— start of Records to process —

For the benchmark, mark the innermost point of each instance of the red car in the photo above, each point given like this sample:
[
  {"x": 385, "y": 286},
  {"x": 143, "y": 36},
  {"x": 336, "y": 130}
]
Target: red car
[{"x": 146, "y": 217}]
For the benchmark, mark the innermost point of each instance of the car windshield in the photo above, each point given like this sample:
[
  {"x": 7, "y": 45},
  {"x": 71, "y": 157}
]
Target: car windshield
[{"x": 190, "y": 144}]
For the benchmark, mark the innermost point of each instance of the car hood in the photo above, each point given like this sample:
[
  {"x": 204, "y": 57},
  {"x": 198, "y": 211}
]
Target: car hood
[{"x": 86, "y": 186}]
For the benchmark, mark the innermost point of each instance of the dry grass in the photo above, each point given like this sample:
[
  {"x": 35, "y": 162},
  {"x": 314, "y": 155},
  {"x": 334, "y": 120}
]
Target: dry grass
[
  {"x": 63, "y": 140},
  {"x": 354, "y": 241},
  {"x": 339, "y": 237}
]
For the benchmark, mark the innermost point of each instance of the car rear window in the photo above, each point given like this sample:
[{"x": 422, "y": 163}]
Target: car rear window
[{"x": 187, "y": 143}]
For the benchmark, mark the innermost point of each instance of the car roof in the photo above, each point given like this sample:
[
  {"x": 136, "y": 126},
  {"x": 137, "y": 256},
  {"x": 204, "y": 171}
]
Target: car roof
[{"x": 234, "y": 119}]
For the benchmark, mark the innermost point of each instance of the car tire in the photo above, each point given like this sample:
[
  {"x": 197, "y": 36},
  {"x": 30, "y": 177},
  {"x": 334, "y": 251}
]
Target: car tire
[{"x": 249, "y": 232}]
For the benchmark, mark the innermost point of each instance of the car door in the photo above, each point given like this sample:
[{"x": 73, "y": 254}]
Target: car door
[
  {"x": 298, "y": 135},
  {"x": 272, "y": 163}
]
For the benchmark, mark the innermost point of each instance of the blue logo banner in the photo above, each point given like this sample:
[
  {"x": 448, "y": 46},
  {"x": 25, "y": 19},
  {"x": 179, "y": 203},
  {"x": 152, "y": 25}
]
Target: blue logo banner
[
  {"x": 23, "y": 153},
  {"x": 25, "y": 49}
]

— end of Records to process —

Task ::
Quote exactly what appears from the line containing "the car rear" through the final line of the listing above, including both of those lines.

Task result ::
For the benchmark, mark the innermost point of each instance of the car rear window in the photo above, each point given like this sample:
[{"x": 422, "y": 163}]
Target: car rear window
[{"x": 187, "y": 143}]
For the benchmark, mark the innermost point of each instance of the car roof in the photo above, each point given like this sample:
[
  {"x": 136, "y": 126},
  {"x": 137, "y": 256},
  {"x": 204, "y": 171}
]
Target: car roof
[{"x": 234, "y": 119}]
For the benchmark, mark the innermost point of each instance of the car tire in the photo above, each point given like this sample:
[
  {"x": 197, "y": 36},
  {"x": 30, "y": 177},
  {"x": 334, "y": 251}
]
Target: car tire
[{"x": 249, "y": 232}]
For the benchmark, mark the innermost point of each instance of the car door in the photo above, each point given like this sample:
[{"x": 73, "y": 254}]
Target: car door
[
  {"x": 298, "y": 135},
  {"x": 272, "y": 163}
]
For the benchmark, mark the innermost point of each instance of the blue logo banner in the photo above, each point given like this sample:
[
  {"x": 448, "y": 46},
  {"x": 25, "y": 19},
  {"x": 179, "y": 203},
  {"x": 152, "y": 25}
]
Target: blue logo banner
[
  {"x": 23, "y": 153},
  {"x": 25, "y": 49}
]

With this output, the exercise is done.